#### [SUPPLIED MATERIAL]
==========

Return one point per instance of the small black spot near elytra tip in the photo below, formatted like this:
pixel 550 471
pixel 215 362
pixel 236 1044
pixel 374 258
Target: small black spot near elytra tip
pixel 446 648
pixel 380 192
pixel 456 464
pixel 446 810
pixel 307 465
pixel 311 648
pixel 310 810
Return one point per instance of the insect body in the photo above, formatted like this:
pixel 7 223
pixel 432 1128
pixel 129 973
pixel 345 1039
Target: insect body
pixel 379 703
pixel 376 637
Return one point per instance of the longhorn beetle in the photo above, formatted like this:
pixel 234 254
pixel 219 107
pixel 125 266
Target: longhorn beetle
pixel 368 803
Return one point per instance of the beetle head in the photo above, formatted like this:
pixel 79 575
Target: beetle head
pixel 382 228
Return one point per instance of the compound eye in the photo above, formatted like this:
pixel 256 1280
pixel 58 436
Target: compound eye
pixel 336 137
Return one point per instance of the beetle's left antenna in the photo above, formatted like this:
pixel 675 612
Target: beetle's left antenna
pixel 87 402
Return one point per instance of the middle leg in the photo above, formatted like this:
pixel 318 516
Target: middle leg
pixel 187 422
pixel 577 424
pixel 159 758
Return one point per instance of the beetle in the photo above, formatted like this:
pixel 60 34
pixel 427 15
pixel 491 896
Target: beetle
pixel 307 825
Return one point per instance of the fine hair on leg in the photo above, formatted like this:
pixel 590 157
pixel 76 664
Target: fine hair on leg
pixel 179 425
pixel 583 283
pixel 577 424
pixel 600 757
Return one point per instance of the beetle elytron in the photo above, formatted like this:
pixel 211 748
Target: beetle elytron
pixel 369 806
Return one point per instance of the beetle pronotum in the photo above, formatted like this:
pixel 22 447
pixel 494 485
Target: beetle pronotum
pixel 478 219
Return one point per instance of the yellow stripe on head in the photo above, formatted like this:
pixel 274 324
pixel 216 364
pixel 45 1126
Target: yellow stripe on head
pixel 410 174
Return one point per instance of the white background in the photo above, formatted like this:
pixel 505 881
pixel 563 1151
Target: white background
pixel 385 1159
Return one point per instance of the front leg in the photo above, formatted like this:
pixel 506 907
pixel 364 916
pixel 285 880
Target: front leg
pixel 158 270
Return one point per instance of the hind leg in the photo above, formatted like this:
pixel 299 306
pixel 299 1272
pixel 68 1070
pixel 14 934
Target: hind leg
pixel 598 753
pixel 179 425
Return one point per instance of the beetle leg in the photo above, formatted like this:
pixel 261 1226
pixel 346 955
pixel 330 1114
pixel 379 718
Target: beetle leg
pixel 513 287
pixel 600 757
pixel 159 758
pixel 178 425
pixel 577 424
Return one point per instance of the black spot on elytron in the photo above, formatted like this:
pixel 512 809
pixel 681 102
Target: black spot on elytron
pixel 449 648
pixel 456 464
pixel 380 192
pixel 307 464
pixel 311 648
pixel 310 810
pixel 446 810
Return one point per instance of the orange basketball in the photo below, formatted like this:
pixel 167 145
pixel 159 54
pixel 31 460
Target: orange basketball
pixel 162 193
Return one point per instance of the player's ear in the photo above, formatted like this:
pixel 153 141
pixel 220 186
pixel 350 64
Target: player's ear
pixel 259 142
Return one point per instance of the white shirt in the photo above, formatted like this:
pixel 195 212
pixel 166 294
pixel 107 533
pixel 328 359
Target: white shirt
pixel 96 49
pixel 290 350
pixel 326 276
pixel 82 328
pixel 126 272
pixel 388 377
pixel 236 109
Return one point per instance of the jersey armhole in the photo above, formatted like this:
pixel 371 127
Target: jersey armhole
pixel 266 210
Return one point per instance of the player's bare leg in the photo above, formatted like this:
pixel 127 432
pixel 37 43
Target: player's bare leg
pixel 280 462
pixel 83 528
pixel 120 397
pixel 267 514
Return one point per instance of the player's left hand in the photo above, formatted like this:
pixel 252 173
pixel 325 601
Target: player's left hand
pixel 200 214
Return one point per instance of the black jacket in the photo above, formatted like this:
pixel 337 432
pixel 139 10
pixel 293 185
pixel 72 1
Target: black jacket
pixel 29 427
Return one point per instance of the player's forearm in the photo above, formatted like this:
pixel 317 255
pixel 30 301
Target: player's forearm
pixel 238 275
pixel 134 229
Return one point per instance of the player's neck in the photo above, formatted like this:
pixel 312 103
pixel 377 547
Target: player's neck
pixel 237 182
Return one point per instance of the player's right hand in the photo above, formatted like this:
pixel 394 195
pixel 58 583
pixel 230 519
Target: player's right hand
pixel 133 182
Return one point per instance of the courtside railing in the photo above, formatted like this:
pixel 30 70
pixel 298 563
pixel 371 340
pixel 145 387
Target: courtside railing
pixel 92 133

==========

#### [INSTRUCTIONS TO FOLLOW]
Retype, with no changes, the rows above from the line containing "Return one point per instance of the white shirt" through the last line of the rows.

#### [THE RESULT]
Return one point per instance of the white shirt in the photo above, formatted like this:
pixel 195 212
pixel 166 294
pixel 107 533
pixel 328 359
Target: white shirt
pixel 96 49
pixel 290 350
pixel 326 276
pixel 82 328
pixel 126 272
pixel 388 377
pixel 236 109
Return one point per instance of the jersey armhole in the photo above, formatted like this:
pixel 371 127
Target: jersey armhole
pixel 266 210
Return one point per instance of the player's bare leg in the photo above, formatted like this:
pixel 127 432
pixel 37 43
Target: player's bare leg
pixel 280 462
pixel 83 528
pixel 120 397
pixel 267 514
Return one point per instance of the player's left hand in the photo above, formatted like this:
pixel 252 173
pixel 325 601
Target: player's left hand
pixel 200 214
Return one point per instance of the black jacket in the photo above, formatted like this:
pixel 337 432
pixel 139 10
pixel 293 185
pixel 72 1
Target: black jacket
pixel 29 427
Return one point per instance of the player's forearm in the photo above, formatted like this:
pixel 317 255
pixel 30 301
Target: player's forearm
pixel 238 275
pixel 134 229
Return one point per instance of the player's neck in the photo above, formatted like this:
pixel 312 103
pixel 377 547
Target: player's neck
pixel 237 182
Return one point per instance of the player's right hand in the photo above, formatted like this:
pixel 394 195
pixel 58 583
pixel 230 519
Target: player's right hand
pixel 133 182
Return one point per instance of the courtside railing in the photo above, formatted like this:
pixel 30 70
pixel 298 563
pixel 371 340
pixel 145 387
Target: courtside railing
pixel 92 133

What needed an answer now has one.